- **GEZEIGTER TEXTAUSZUG**
»»

Entscheidungsstichwort (Thema)

Hinzurechnung von Miet- und Pachtzinsen zum Gewerbeertrag

 

Leitsatz (redaktionell)

  • Die Hinzurechnung der Hälfte der Mietzinsen für Container, die fortlaufend kurzfristig weitervermietet werden und ständig umlaufen, zum Gewerbeertrag, ist verfassungsrechtlich nicht zu beanstanden.
  • Der Grund für die Zurechnung der Mietzinsen oder Pachtzinsen ist darin zu sehen, daß der gemietete oder gepachtete Gegenstand im Betrieb des Mieters oder Pächters eingesetzt und dort letztlich der gesamte aus ihm erzielte Ertrag erwirtschaftet wird.
  • Der Gesetzgeber ist nicht gehindert, an Stelle eines individuellen Maßstabes für die Besteuerung aus Gründen der Praktikabilität pauschale Maßstäbe zu wählen und sich mit einer Typengerechtigkeit zu begnügen.
  • Die Höhe des Zurechnungsbetrages könnte verfassungsrechtlich nur zu beanstanden sein, wenn sie generell zu einer höheren Gewerbesteuerlast für einen Mieter oder Pächter als für einen vergleichbaren Eigentümer führen würde.
 

Normenkette

GewStG § 8 Nr. 7; GG Art. 3 Abs. 1, Art. 12, 14, 19, 28

 

Verfahrensgang

BFH (Urteil vom 29.11.1972; Aktenzeichen I R 178/70)

 

Gründe

Die angegriffene Entscheidung des Bundesfinanzhofs, die Container seien – das Eigentum der Beschwerdeführerin daran unterstellt – als Anlagevermögen der Beschwerdeführerin anzusehen, stellt eine verfassungsrechtlich unbedenkliche Auslegung und Anwendung einfachen Rechts dar. Entgegen der von Seiten der Beschwerdeführerin geäußerten Auffassung ist der Bundesfinanzhof nicht von der – ohnedies zu anderen Rechtsfolgen führenden – Meinung ausgegangen, die Beschwerdeführerin sei wirtschaftlich gesehen Eigentümerin der Container.

Auch § 8 Nr. 7 GewStG enthält zumindest für den vorliegenden Fall eine dem Grundgesetz – insbesondere Art. 3 Abs. 1 GG – nicht widersprechende Regelung.

Eine Zurechnung ist durch das verfassungsrechtlich nicht zu beanstandende Objektsteuerprinzip hinreichend gerechtfertigt. Ob noch andere Gründe für die Bestimmung des § 8 Nr. 7 GewStG maßgebend waren, kann dahingestellt bleiben.

««

- **VORLIEGENDE AUFLISTUNG**

»»

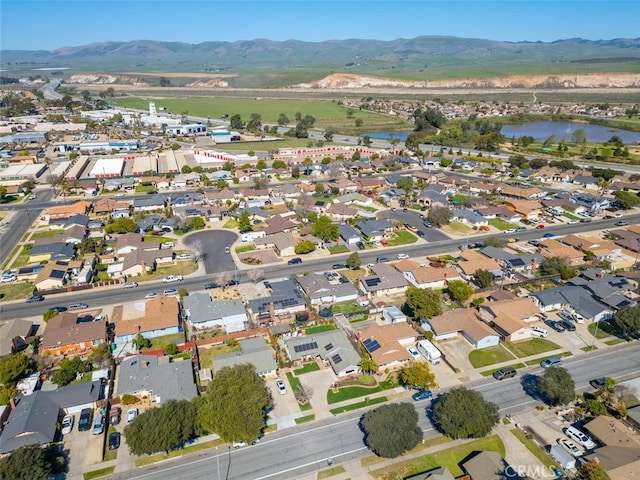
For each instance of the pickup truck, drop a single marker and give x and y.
(172, 278)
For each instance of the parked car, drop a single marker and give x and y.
(414, 353)
(551, 362)
(570, 447)
(58, 309)
(114, 440)
(77, 306)
(422, 395)
(172, 278)
(539, 331)
(67, 424)
(505, 373)
(580, 437)
(557, 326)
(98, 425)
(132, 413)
(86, 415)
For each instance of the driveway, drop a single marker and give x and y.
(212, 248)
(411, 217)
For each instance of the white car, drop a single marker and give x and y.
(172, 278)
(539, 332)
(414, 353)
(570, 447)
(580, 437)
(67, 424)
(132, 413)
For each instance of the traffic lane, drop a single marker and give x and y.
(411, 217)
(213, 243)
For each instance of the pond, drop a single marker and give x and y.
(565, 130)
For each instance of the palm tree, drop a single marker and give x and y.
(368, 365)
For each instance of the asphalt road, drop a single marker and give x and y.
(212, 246)
(108, 295)
(293, 452)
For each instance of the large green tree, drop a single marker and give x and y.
(163, 428)
(418, 375)
(463, 413)
(235, 404)
(423, 302)
(325, 229)
(25, 463)
(392, 429)
(627, 321)
(557, 386)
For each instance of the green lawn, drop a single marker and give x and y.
(320, 329)
(489, 356)
(531, 347)
(206, 354)
(347, 393)
(501, 224)
(402, 238)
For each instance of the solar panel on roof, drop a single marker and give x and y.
(371, 345)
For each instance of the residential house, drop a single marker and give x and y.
(469, 217)
(474, 261)
(340, 212)
(319, 290)
(64, 335)
(550, 248)
(284, 301)
(387, 344)
(151, 318)
(424, 276)
(203, 313)
(386, 281)
(374, 230)
(462, 322)
(333, 347)
(13, 335)
(618, 455)
(283, 243)
(510, 318)
(256, 351)
(572, 297)
(348, 234)
(159, 378)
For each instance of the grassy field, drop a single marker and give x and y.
(531, 347)
(327, 113)
(207, 354)
(489, 356)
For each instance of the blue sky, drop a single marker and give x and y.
(32, 25)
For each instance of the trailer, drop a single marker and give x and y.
(429, 351)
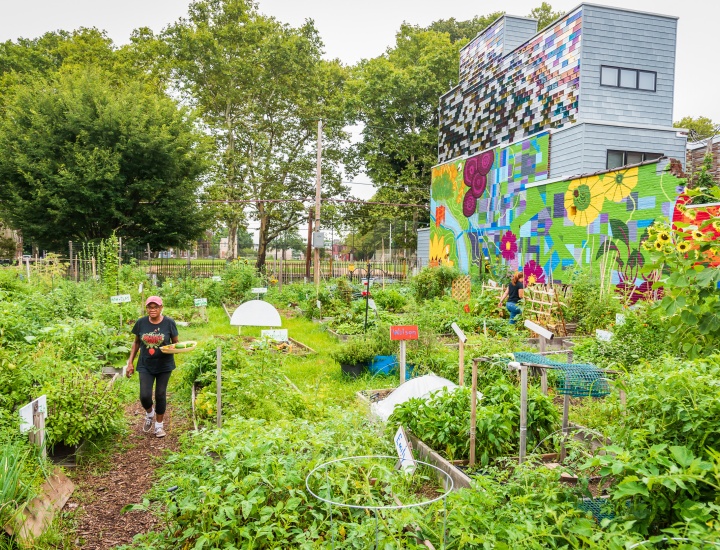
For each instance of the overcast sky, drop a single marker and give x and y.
(363, 29)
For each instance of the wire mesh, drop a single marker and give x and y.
(578, 379)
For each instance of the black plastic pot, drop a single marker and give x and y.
(353, 371)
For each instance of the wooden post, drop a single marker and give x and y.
(461, 366)
(218, 386)
(37, 435)
(523, 412)
(566, 425)
(473, 412)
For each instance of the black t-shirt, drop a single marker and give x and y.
(153, 336)
(514, 292)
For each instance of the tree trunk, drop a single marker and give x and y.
(232, 241)
(262, 239)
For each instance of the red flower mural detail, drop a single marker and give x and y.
(439, 216)
(508, 245)
(475, 177)
(533, 273)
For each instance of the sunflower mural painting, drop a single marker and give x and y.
(548, 230)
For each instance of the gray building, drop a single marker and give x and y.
(601, 79)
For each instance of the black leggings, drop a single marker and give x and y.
(146, 381)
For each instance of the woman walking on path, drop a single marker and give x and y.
(154, 366)
(514, 293)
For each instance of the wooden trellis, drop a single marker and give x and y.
(543, 303)
(461, 288)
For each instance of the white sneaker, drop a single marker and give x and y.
(147, 426)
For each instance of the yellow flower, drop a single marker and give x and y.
(584, 199)
(620, 184)
(439, 252)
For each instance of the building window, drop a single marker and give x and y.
(632, 79)
(616, 159)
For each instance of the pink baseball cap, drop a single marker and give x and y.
(153, 300)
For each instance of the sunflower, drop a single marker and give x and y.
(619, 184)
(439, 252)
(584, 199)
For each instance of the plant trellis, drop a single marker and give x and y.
(579, 380)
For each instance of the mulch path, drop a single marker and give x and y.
(99, 498)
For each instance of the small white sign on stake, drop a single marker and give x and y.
(26, 413)
(459, 332)
(407, 463)
(120, 299)
(279, 335)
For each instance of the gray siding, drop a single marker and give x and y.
(635, 41)
(566, 151)
(582, 149)
(423, 249)
(518, 30)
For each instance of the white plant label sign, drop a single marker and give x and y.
(26, 413)
(407, 463)
(279, 335)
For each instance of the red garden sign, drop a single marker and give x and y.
(403, 332)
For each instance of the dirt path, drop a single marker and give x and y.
(98, 498)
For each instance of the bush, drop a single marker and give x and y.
(433, 282)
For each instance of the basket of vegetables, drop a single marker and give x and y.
(180, 347)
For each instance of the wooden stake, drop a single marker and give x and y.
(218, 387)
(566, 425)
(461, 352)
(523, 411)
(473, 413)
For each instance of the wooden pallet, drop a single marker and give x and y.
(543, 304)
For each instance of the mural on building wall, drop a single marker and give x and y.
(531, 89)
(549, 230)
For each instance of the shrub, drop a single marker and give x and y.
(433, 282)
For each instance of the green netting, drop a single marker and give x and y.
(577, 379)
(600, 508)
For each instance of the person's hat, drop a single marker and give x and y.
(153, 300)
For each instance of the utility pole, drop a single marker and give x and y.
(317, 205)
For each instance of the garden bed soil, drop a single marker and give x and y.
(100, 497)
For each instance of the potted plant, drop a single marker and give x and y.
(354, 356)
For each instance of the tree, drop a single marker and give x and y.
(260, 87)
(544, 14)
(82, 156)
(396, 97)
(700, 128)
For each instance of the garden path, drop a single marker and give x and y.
(100, 497)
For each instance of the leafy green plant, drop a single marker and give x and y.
(691, 303)
(433, 282)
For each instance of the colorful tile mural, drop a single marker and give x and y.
(505, 96)
(551, 229)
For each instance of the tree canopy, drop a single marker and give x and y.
(81, 157)
(260, 86)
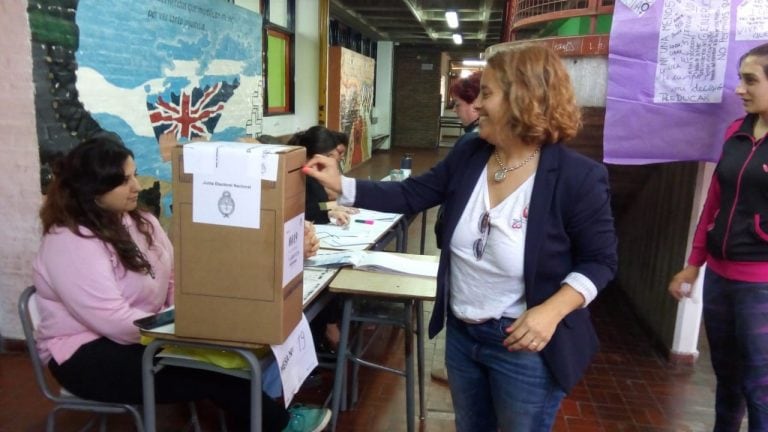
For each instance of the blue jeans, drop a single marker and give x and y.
(736, 321)
(494, 389)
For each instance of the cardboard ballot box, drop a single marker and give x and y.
(235, 283)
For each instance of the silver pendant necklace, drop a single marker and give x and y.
(501, 173)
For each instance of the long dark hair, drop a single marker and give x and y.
(318, 140)
(467, 88)
(760, 51)
(88, 171)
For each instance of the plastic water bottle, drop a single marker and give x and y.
(406, 162)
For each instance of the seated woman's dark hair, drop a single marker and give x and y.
(88, 171)
(318, 140)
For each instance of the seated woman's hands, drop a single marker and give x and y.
(311, 242)
(326, 170)
(338, 217)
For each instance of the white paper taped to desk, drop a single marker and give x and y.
(375, 261)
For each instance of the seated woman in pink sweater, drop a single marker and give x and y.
(102, 264)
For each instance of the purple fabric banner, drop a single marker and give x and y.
(642, 125)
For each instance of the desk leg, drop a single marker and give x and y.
(341, 361)
(420, 356)
(404, 246)
(256, 413)
(409, 409)
(423, 231)
(148, 384)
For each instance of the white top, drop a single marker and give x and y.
(491, 286)
(578, 281)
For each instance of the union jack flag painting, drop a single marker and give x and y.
(190, 114)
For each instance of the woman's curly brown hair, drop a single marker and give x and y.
(538, 90)
(88, 171)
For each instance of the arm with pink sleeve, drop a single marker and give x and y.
(85, 278)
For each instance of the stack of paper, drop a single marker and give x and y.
(375, 261)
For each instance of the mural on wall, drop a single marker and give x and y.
(350, 100)
(154, 72)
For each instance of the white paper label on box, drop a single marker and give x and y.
(226, 187)
(293, 248)
(296, 358)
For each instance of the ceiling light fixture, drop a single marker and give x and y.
(473, 62)
(452, 18)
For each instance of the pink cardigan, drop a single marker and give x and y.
(85, 293)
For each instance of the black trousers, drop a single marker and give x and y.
(106, 371)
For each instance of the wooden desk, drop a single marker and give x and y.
(408, 290)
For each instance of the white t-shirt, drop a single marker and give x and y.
(490, 287)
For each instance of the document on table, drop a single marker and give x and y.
(296, 358)
(363, 230)
(386, 262)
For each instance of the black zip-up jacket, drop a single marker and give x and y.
(740, 230)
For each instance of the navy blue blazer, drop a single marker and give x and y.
(570, 229)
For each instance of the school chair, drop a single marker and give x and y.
(65, 400)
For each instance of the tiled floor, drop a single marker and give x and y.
(629, 387)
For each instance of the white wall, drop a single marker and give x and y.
(20, 164)
(307, 57)
(384, 78)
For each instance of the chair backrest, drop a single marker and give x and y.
(29, 318)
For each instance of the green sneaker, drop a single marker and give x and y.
(307, 419)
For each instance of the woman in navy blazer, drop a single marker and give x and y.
(529, 238)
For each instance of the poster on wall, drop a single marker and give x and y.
(350, 100)
(672, 72)
(156, 73)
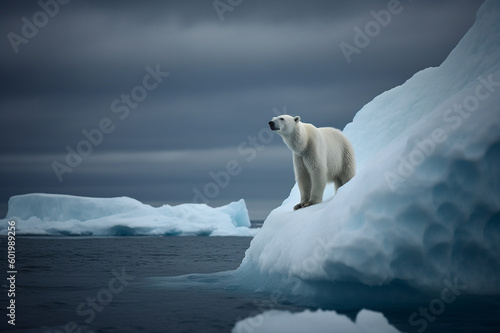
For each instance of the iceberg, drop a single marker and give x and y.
(57, 214)
(423, 210)
(319, 321)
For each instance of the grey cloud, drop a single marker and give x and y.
(225, 79)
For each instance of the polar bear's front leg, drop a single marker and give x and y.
(303, 180)
(316, 168)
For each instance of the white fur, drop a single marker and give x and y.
(320, 156)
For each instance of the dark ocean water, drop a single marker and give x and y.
(91, 284)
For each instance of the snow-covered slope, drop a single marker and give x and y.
(424, 207)
(56, 214)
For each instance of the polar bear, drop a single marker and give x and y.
(320, 155)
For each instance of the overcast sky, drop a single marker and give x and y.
(176, 93)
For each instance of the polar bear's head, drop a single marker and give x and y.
(284, 125)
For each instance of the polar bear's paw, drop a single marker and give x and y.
(303, 205)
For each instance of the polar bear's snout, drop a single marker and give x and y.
(273, 126)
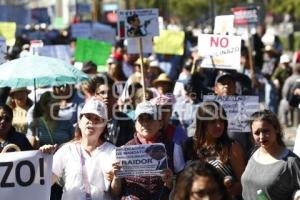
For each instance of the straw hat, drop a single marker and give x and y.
(21, 89)
(163, 77)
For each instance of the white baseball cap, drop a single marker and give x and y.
(146, 107)
(95, 106)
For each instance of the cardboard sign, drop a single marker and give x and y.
(169, 42)
(224, 24)
(142, 160)
(238, 110)
(8, 31)
(245, 15)
(25, 175)
(81, 30)
(103, 33)
(133, 45)
(96, 51)
(56, 51)
(138, 23)
(220, 51)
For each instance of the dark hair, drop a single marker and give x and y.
(209, 111)
(8, 110)
(131, 18)
(271, 118)
(191, 173)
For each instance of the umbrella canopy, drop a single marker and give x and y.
(39, 71)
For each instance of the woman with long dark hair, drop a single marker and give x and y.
(211, 144)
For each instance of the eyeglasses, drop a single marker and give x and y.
(215, 194)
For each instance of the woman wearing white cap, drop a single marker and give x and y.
(82, 163)
(148, 131)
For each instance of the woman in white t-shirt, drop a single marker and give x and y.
(82, 163)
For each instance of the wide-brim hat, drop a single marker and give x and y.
(20, 89)
(162, 78)
(146, 107)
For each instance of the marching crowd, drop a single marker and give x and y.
(81, 125)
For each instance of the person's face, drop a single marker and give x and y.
(20, 98)
(214, 129)
(264, 134)
(225, 87)
(205, 188)
(157, 154)
(5, 122)
(147, 127)
(91, 125)
(104, 94)
(136, 22)
(163, 87)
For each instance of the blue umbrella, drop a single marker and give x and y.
(39, 71)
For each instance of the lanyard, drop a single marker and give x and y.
(86, 185)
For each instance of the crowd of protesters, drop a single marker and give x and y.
(85, 123)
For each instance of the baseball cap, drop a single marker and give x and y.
(163, 100)
(95, 106)
(222, 76)
(146, 107)
(284, 58)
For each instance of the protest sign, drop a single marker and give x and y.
(81, 30)
(96, 51)
(25, 175)
(56, 51)
(220, 51)
(142, 160)
(103, 32)
(8, 31)
(224, 24)
(238, 110)
(138, 23)
(133, 45)
(2, 50)
(169, 42)
(244, 16)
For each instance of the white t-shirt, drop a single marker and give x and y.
(67, 164)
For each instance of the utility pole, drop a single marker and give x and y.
(96, 15)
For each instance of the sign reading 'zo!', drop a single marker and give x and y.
(25, 175)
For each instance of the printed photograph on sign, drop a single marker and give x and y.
(238, 110)
(142, 160)
(138, 23)
(219, 51)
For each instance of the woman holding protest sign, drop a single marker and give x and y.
(148, 131)
(211, 144)
(81, 164)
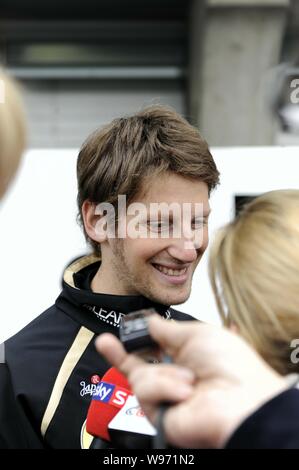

««

- **KURZAUFGABE A**
Beantworten Sie anhand des Textes zur Hinzurechnung von Miet- und Pachtzinsen diese Fragen:
(i) Welche Vorschrift des GewStG nennt die Normenkette?
(ii) Welches Datum und welches Aktenzeichen trägt das unter „Verfahrensgang“ angeführte Urteil des BFH?
(iii) Durch welches Prinzip ist die Zurechnung laut den Gründen hinreichend gerechtfertigt?
- **KURZAUFGABE B**
Setzen Sie den Text zur Hinzurechnung von Miet- und Pachtzinsen im Anschluss an seinen letzten Satz fort.

- **ANTWORT A**
(i) § 8 Nr. 7 GewStG
(ii) 29.11.1972, Aktenzeichen I R 178/70
(iii) Durch das Objektsteuerprinzip

- **ANTWORT B**
Es ist auch sachlich begründet, wegen des Bestrebens, ein doppeltes Erfassen des gleichen Ertrages durch die inländische Gewerbesteuer zu vermeiden, von der Zurechnungspflicht Ausnahmen zu machen. Der Schlechterstellung des von einem nicht gewerbesteuerpflichtigen Eigentümer mietenden oder pachtenden Unternehmers steht zudem als Vorteil gegenüber, daß in die von ihm zu zahlenden Miet- oder Pachtzinsen keine inländische Gewerbesteuer einkalkuliert sein kann.

Das Fehlen einer entsprechenden Zurechnungsbestimmung bei Lohnfertigungen kann ebenfalls nicht zu der Annahme führen, Art. 3 Abs. 1 GG sei verletzt. Der Grund für die Zurechnung der Miet- und Pachtzinsen ist darin zu sehen, daß der gemietete oder gepachtete Gegenstand im Betrieb des Mieters oder Pächters eingesetzt und dort letztlich der gesamte aus ihm erzielte Ertrag erwirtschaftet wird. Vergleichbare Gegebenheiten liegen bei der Lohnfertigung nicht vor.

Gegen den Gleichheitssatz verstößt – zumindest bei kurzfristigen Anmietungen – auch nicht die Regelung über die Höhe der Zurechnung.

Der Gesetzgeber ist nicht gehindert, an Stelle eines individuellen Maßstabes für die Besteuerung aus Gründen der Praktikabilität pauschale Maßstäbe zu wählen und sich mit einer Typengerechtigkeit zu begnügen (BVerfGE 9, 3 [13]; 14, 76 [101]; 21, 12 [27]; 31, 119 [130 f.]). Er konnte damit die Zurechnung eines pauschalierten Betrages anordnen.

Die Höhe des Zurechnungsbetrages könnte verfassungsrechtlich nur zu beanstanden sein, wenn sie generell zu einer höheren Gewerbesteuerlast für einen Mieter oder Pächter als für einen vergleichbaren Eigentümer führen würde, wenn also der Eigentümer seinen Gewerbeertrag im Hinblick auf den fraglichen Gegenstand allgemein um einen höheren Betrag mindern könnte als der Mieter oder Pächter. Das kann – zumindest bei kurzzeitiger Miete – nicht festgestellt werden.

Der Gesetzgeber war nach dem Objektsteuerprinzip befugt, die Zurechnung der in den Miet- oder Pachtzinsen enthaltenen, bei einem Eigentümer nicht anfallenden oder nicht abzugsfähigen Kosten anzuordnen. Das sind der Gewinn des Vermieters oder Verpächters (einschließlich einer etwaigen Eigenkapitalverzinsung), etwaige Zinsen für eingesetztes Fremdkapital (diese Zinsen wären als Dauerschuldzinsen beim Mieter oder Pächter nicht abzugsfähig) sowie vom Vermieter oder Verpächter zu tragende besondere Verwaltungskosten.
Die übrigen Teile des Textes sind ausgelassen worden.